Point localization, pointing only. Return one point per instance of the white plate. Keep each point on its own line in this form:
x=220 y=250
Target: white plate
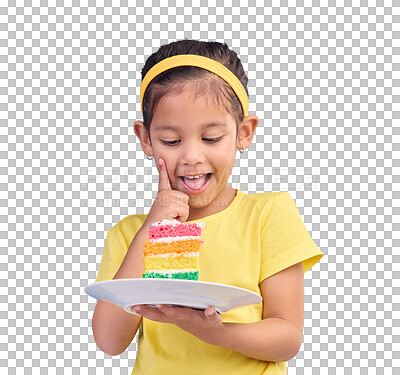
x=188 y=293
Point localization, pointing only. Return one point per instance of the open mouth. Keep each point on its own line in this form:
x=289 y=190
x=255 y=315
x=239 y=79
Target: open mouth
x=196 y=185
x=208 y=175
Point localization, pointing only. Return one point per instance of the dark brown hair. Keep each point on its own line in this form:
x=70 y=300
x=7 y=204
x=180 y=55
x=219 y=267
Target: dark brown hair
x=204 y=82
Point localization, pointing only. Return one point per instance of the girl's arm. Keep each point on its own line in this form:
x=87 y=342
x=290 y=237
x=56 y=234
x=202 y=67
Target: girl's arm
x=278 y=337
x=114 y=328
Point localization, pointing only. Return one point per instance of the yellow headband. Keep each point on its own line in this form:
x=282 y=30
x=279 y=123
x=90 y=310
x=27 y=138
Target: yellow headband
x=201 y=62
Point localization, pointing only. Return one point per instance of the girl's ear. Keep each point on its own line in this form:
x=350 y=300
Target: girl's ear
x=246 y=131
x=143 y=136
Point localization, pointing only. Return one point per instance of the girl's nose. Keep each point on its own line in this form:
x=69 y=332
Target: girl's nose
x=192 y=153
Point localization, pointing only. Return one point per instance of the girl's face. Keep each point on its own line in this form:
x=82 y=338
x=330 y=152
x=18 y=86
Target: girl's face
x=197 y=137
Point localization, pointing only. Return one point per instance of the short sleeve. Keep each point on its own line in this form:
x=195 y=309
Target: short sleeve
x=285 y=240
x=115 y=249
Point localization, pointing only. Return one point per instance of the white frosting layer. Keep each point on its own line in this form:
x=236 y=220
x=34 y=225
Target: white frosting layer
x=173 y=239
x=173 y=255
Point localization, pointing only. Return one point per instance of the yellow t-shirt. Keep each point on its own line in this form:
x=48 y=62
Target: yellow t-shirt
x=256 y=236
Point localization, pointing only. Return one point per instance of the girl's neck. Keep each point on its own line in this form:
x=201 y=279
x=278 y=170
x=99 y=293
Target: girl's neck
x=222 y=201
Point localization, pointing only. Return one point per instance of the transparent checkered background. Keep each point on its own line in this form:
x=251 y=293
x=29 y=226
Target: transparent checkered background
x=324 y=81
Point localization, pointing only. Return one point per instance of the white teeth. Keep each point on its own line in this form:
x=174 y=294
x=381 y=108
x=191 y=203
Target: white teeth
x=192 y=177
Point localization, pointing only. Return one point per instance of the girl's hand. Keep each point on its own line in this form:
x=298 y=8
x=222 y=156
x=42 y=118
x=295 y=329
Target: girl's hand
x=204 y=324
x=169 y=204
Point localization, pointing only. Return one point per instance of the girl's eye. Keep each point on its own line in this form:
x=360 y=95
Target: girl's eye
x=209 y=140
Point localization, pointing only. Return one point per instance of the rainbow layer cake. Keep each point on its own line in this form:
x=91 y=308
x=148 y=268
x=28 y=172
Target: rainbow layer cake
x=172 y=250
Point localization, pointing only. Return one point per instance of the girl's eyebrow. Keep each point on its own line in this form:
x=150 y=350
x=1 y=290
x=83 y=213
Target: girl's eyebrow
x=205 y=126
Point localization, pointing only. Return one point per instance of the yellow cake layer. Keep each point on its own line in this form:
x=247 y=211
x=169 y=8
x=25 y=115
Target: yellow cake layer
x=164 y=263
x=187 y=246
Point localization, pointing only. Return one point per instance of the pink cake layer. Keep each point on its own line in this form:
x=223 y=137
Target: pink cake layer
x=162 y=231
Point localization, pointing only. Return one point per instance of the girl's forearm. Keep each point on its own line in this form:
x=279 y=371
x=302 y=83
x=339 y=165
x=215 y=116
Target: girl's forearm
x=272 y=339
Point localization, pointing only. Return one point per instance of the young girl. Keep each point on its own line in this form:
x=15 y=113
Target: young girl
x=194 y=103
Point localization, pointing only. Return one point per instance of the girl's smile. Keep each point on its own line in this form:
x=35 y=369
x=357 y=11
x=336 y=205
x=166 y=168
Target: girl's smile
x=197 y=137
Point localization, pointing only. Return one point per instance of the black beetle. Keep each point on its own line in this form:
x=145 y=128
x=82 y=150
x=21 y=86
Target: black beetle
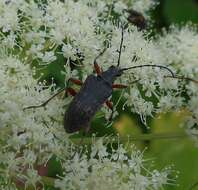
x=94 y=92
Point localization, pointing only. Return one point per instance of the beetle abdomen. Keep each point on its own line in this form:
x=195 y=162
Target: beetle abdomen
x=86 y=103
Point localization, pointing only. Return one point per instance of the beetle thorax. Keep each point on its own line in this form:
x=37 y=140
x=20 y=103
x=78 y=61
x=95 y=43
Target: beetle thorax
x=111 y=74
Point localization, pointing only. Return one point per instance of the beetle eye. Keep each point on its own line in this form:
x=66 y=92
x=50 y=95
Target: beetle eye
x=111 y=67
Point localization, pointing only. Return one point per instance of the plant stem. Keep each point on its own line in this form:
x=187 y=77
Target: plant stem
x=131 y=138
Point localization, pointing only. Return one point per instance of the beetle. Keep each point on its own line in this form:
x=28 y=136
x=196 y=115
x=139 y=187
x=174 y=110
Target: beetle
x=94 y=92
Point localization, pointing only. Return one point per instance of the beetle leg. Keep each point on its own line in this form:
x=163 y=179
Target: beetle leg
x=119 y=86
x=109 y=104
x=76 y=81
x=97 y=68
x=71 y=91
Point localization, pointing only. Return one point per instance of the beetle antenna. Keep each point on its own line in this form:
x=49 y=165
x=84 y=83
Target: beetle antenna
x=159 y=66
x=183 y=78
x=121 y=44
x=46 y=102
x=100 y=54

--

- Exercise description -
Output every row above word for word, leaving out the pictures.

- Exercise answer -
Point localization, pointing only. Return one point per instance of the white plate. Keep each point on its own line in this form:
x=220 y=250
Target: white plate
x=188 y=293
Point localization, pointing only. Return one point per instance of the open mouth. Keep each point on its own line in this form:
x=289 y=190
x=255 y=315
x=239 y=79
Target: open mouth
x=196 y=185
x=208 y=175
Point localization, pointing only. Return one point per instance of the dark brown hair. Keep each point on its own line in this form:
x=70 y=300
x=7 y=204
x=180 y=55
x=219 y=267
Target: dark brown hair
x=204 y=82
Point localization, pointing only. Return one point per instance of the girl's arm. Keep each point on its own line in this form:
x=87 y=342
x=290 y=237
x=56 y=234
x=202 y=67
Target: girl's arm
x=278 y=337
x=114 y=328
Point localization, pointing only. Return one point per instance of the yellow headband. Keep each point on its own line in this form:
x=282 y=30
x=279 y=123
x=90 y=310
x=27 y=138
Target: yellow headband
x=201 y=62
Point localization, pointing only. Return one point per instance of the girl's ear. Keep each point on its own line in this form:
x=350 y=300
Target: girl's ear
x=246 y=131
x=143 y=136
Point localization, pointing only. Return one point per instance of the girl's nose. Keep each point on its own line in this form:
x=69 y=332
Target: girl's nose
x=192 y=153
Point localization, pointing only. Return one point per instance of the girl's face. Keep each point on its own line in this form:
x=82 y=338
x=330 y=152
x=18 y=86
Target: girl's face
x=197 y=137
Point localization, pointing only. Return one point per instance of the short sleeve. Keep each point on its own line in this form:
x=195 y=309
Target: short sleeve
x=285 y=240
x=115 y=249
Point localization, pointing only. Return one point per instance of the white frosting layer. Keep each point on its own line in this form:
x=236 y=220
x=34 y=225
Target: white frosting layer
x=173 y=239
x=173 y=255
Point localization, pointing only. Return one point per instance of the yellow t-shirt. Keep each point on its own line in this form:
x=48 y=62
Target: yellow t-shirt
x=256 y=236
Point localization, pointing only. Return one point per instance of the girl's neck. Keep each point on its own line in this form:
x=201 y=279
x=278 y=170
x=99 y=293
Target: girl's neck
x=222 y=201
Point localization, pointing only. Return one point per instance of the transparent checkered background. Keep each point on its own line in this form:
x=251 y=293
x=29 y=226
Target: transparent checkered background
x=324 y=81
Point localization, pointing only. Return one point per instance of the white teeth. Keep each point on its own line in this form:
x=174 y=294
x=381 y=108
x=191 y=203
Target: white teeth
x=192 y=177
Point localization, pointing only. Return one point per instance of the girl's hand. Keep each point on its own line in this form:
x=298 y=8
x=222 y=156
x=42 y=118
x=295 y=329
Target: girl's hand
x=204 y=324
x=169 y=204
Point localization, pointing only. Return one point per instance of the girl's eye. Keep each point on its own line in this form:
x=360 y=95
Target: girl's eye
x=209 y=140
Point localization, pointing only. Return one point per instance of the rainbow layer cake. Keep each point on its own line in this form:
x=91 y=308
x=148 y=268
x=28 y=172
Target: rainbow layer cake
x=172 y=250
Point localization, pointing only. Return one point per instance of the girl's eyebrow. Keep each point on its own line in this form:
x=150 y=350
x=1 y=290
x=83 y=213
Target: girl's eyebrow
x=205 y=126
Point localization, pointing only. Return one point per instance of the yellow cake layer. Keep each point on its own line in this form:
x=247 y=211
x=169 y=8
x=25 y=115
Target: yellow cake layer
x=164 y=263
x=187 y=246
Point localization, pointing only. Return one point per instance of the pink cake layer. Keep each point on its own line in this form:
x=223 y=137
Target: pink cake layer
x=162 y=231
Point localization, pointing only. Return one point per instance of the girl's forearm. Keep each point on its own line in this form:
x=279 y=371
x=302 y=83
x=339 y=165
x=215 y=116
Target: girl's forearm
x=272 y=339
Point localization, pointing only. Return one point per instance of the young girl. Keep each point on its own line in this form:
x=15 y=113
Target: young girl
x=194 y=103
Point localization, pointing only. Return one point per instance of the girl's smile. Keep each point on its own line in this form:
x=35 y=369
x=357 y=11
x=336 y=205
x=166 y=168
Target: girl's smile
x=197 y=137
Point localization, pointing only. Return one point per instance of the black beetle. Keep each point on its own line in this form:
x=145 y=128
x=82 y=150
x=21 y=86
Target: black beetle
x=94 y=92
Point localization, pointing only. Return one point per instance of the beetle abdomen. Keep each point on its own line in this form:
x=195 y=162
Target: beetle abdomen
x=86 y=103
Point localization, pointing only. Return one point per instance of the beetle thorax. Keep each point on its own line in this form:
x=37 y=140
x=20 y=103
x=78 y=61
x=95 y=43
Target: beetle thorax
x=111 y=74
Point localization, pointing only. Return one point per instance of the beetle eye. Keep each point on its own line in this form:
x=66 y=92
x=50 y=95
Target: beetle eye
x=111 y=67
Point localization, pointing only. Return one point per instance of the plant stem. Keep each point on its own line in this form:
x=187 y=77
Target: plant stem
x=131 y=138
Point localization, pointing only. Return one point per instance of the beetle. Keep each point on its own line in this form:
x=28 y=136
x=196 y=115
x=139 y=187
x=174 y=110
Target: beetle
x=94 y=92
Point localization, pointing only. Return one point per instance of the beetle leg. Keep each point on its own line in this form:
x=163 y=179
Target: beetle leg
x=119 y=86
x=109 y=104
x=76 y=81
x=97 y=68
x=71 y=91
Point localization, pointing only. Return one point per instance of the beetle antenna. Keep each point on its own line in this form:
x=49 y=165
x=84 y=83
Target: beetle antenna
x=159 y=66
x=183 y=78
x=121 y=44
x=46 y=102
x=100 y=54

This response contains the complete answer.